PASSAGE PROVIDED =
Spaghetti Squash with Bacon, Spinach and Goat Cheese is a healthy, low-carb weeknight dinner that’s ready in 45 minutes. Made with roasted cherry tomatoes and garlic, it is super simple, keto-friendly and amazingly delicious!
Wondering what to do with a spaghetti squash? If you are looking for a new idea that’s NOT spaghetti squash boats with meat sauce and gooey, melty cheese on top, I have you covered with this super easy throw together meal that is full of amazing flavors, like goat cheese and bacon.
Don’t get me wrong, I do love spaghetti squash lasagna or taco boats double baked in the oven but this recipe is MUCH simpler and just a little bit different. You will love the classic spinach + goat cheese combo but truth be told, bacon is the real star in this skillet dinner. Crispy and smoky, it adds a wonderful flavor to this easy weeknight dinner.
WHAT YOU WILL NEED
- Spaghetti squash: is the best low-carb veggie pasta equivalent that works in all kinds of pasta dishes and tastes great. Pick one that’s under 4 pounds.
- Baby spinach: 10 ounces is quite a lot of spinach but once you cook it, it will wilt down considerably. You can also use regular spinach instead of baby spinach.
- Cherry tomatoes: when roasted with some olive oil, they turn into juicy, tender jewels.
- Bacon: pick good quality bacon free of nitrates and sugar, if possible.
- Goat cheese: a chevre log or crumbled goat cheese will both work.
HOW TO MAKE SPAGHETTI SQUASH WITH BACON, SPINACH & GOAT CHEESE
Step 1: Bake the squash. The easiest way to turn spaghetti squash into spaghetti-like tender strands is to cut it in half, remove the seeds with a large scoop or an ice-cream scoop. Brush the flesh with olive oil, sprinkle with salt and pepper, flip skin side up, poke with a fork and roast for about 40 minutes. Then let it cool slightly and scoop the flesh out using a fork.

PROVIDED DATA =
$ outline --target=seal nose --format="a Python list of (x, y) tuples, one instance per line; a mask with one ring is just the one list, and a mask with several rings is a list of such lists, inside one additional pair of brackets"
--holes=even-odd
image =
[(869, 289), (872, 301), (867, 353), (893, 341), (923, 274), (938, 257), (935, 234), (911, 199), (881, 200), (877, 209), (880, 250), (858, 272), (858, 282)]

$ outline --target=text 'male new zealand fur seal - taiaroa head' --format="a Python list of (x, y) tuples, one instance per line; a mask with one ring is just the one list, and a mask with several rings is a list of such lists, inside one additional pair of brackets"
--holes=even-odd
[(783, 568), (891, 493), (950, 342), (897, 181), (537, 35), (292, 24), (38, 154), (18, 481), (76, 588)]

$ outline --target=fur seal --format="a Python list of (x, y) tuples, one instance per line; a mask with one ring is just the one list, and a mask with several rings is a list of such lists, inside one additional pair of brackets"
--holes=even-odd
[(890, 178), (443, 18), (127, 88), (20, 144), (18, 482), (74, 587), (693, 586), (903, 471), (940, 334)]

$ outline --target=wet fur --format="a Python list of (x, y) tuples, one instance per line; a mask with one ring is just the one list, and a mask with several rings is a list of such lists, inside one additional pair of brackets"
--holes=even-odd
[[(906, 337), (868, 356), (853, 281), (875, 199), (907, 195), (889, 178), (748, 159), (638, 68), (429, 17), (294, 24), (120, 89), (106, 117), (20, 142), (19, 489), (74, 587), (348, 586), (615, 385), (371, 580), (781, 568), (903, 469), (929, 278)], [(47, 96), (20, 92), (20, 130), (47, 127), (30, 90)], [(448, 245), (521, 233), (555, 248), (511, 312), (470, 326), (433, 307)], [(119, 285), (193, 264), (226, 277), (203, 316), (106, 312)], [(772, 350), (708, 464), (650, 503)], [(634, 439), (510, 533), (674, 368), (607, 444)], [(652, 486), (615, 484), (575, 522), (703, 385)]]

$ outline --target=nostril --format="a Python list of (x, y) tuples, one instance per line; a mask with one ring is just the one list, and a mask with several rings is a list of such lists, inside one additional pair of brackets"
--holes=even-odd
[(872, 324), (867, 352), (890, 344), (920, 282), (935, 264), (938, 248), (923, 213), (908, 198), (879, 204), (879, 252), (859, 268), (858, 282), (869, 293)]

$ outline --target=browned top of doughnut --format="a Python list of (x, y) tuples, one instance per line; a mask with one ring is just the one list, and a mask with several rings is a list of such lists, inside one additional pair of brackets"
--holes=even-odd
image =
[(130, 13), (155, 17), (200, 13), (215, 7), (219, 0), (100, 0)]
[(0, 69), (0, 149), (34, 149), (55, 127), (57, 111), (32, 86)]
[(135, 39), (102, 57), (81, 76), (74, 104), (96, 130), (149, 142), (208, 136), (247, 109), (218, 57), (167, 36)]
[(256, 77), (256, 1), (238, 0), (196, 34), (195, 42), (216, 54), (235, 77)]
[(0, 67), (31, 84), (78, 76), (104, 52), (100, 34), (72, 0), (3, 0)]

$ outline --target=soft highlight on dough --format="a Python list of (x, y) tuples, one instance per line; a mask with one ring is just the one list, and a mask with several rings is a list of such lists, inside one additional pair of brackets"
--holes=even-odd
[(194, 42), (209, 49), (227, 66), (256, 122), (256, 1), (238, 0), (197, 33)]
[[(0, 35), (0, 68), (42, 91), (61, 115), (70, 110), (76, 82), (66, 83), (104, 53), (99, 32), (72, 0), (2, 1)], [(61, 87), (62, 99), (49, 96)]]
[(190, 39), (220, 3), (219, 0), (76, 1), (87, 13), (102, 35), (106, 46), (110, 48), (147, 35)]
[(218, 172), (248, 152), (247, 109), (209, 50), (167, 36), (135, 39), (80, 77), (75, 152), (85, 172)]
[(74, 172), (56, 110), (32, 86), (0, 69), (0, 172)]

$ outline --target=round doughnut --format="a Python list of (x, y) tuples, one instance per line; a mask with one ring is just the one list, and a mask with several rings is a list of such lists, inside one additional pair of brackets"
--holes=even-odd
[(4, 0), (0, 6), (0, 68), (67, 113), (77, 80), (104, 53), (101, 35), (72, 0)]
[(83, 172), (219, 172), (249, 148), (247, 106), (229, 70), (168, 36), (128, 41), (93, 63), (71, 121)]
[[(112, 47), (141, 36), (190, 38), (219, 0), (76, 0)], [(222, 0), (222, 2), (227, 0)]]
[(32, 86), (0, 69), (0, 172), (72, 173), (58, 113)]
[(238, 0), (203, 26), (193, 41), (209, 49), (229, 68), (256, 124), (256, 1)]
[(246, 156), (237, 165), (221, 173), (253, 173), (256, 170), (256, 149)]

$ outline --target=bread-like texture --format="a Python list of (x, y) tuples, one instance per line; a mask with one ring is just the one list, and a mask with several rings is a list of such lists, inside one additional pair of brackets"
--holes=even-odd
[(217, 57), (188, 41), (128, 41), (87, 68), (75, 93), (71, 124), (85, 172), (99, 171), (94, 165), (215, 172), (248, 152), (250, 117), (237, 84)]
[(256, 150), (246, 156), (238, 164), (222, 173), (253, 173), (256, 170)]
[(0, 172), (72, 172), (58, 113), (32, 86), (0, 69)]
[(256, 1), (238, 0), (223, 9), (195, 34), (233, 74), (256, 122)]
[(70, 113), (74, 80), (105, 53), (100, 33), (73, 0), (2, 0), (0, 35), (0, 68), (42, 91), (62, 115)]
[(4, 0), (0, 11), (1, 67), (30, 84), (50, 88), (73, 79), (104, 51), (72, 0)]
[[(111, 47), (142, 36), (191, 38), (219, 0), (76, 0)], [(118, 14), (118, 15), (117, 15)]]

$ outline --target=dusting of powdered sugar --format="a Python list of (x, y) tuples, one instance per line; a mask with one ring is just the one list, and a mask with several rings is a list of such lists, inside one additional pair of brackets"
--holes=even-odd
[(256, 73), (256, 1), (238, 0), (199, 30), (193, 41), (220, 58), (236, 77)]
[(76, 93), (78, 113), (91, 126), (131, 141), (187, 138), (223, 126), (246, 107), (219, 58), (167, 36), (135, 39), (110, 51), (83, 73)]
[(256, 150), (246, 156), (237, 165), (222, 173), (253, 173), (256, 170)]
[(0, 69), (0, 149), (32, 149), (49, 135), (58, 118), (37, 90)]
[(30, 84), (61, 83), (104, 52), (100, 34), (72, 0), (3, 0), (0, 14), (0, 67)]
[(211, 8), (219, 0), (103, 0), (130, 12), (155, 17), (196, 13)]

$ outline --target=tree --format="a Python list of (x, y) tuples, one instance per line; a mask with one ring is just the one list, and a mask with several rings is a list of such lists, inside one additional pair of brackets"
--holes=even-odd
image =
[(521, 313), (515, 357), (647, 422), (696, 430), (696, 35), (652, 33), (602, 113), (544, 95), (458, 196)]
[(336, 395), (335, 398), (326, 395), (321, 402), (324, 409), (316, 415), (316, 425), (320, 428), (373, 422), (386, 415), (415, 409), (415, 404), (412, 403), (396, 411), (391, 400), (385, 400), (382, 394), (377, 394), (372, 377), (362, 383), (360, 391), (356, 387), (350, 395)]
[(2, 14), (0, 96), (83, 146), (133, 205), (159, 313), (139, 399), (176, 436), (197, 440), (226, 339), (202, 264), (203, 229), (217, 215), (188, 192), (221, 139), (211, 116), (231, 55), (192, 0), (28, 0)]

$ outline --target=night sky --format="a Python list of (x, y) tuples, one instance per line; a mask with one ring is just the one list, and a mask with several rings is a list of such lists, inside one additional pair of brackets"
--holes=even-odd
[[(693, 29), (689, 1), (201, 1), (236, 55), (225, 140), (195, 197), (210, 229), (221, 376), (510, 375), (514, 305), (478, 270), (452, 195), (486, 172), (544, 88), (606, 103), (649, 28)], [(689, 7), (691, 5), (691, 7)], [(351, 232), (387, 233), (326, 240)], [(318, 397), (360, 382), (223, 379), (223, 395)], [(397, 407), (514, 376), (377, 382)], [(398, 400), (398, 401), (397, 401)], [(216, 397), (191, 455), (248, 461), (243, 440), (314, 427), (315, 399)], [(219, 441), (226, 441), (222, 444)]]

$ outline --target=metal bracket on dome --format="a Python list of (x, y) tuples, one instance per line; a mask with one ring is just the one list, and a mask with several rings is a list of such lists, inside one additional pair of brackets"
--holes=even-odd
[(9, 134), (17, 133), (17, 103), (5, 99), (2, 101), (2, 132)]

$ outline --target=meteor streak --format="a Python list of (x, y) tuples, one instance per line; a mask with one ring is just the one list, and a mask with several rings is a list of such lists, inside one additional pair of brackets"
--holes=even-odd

PROBLEM SET =
**1.** Swap "45 minutes" for "one hour" in the spaghetti squash recipe text, starting with "Spaghetti Squash with Bacon, Spinach and" and going on through "cheese and bacon.", and give that stretch again.
**2.** Answer these questions from the spaghetti squash recipe text:
(a) How much baby spinach does the recipe call for?
(b) What is the largest size of spaghetti squash the recipe recommends picking?
(c) For about how long is the squash roasted?
**3.** Write what comes next in the spaghetti squash recipe text, picking up right after its last sentence.

OUTPUTS =
**1.**
Spaghetti Squash with Bacon, Spinach and Goat Cheese is a healthy, low-carb weeknight dinner that’s ready in one hour. Made with roasted cherry tomatoes and garlic, it is super simple, keto-friendly and amazingly delicious!
Wondering what to do with a spaghetti squash? If you are looking for a new idea that’s NOT spaghetti squash boats with meat sauce and gooey, melty cheese on top, I have you covered with this super easy throw together meal that is full of amazing flavors, like goat cheese and bacon.

**2.**
(a) 10 ounces.
(b) Under 4 pounds.
(c) About 40 minutes.

**3.**
Step 2: Roast the tomatoes. Toss the cherry tomatoes with olive oil and roast in the oven for 20 minutes. Just add them to the same oven the squash is baking in at the 20-minute mark.
Step 3: Cook the bacon. While the squash and tomatoes are roasting, chop the bacon slices and cook, stirring from time to time until crispy. Remove bacon bits from the skillet with a slotted spoon and discard all but one tablespoon of rendered bacon fat.
Step 4: Wilt the spinach. Add the spinach with crushed garlic to the skillet, pop a lid on and let it wilt.
Step 5: Assemble. Add spaghetti squash strands to wilted spinach, stir around and add roasted tomatoes, crumbled goat cheese and bacon bits. Serve hot.
STORING, MEAL PREP & REHEATING TIPS
This skillet dish is perfect for meal prep. Just divide it into airtight containers and store it in the fridge for up to 4 days. To reheat, pop it in the microwave for a minute or two.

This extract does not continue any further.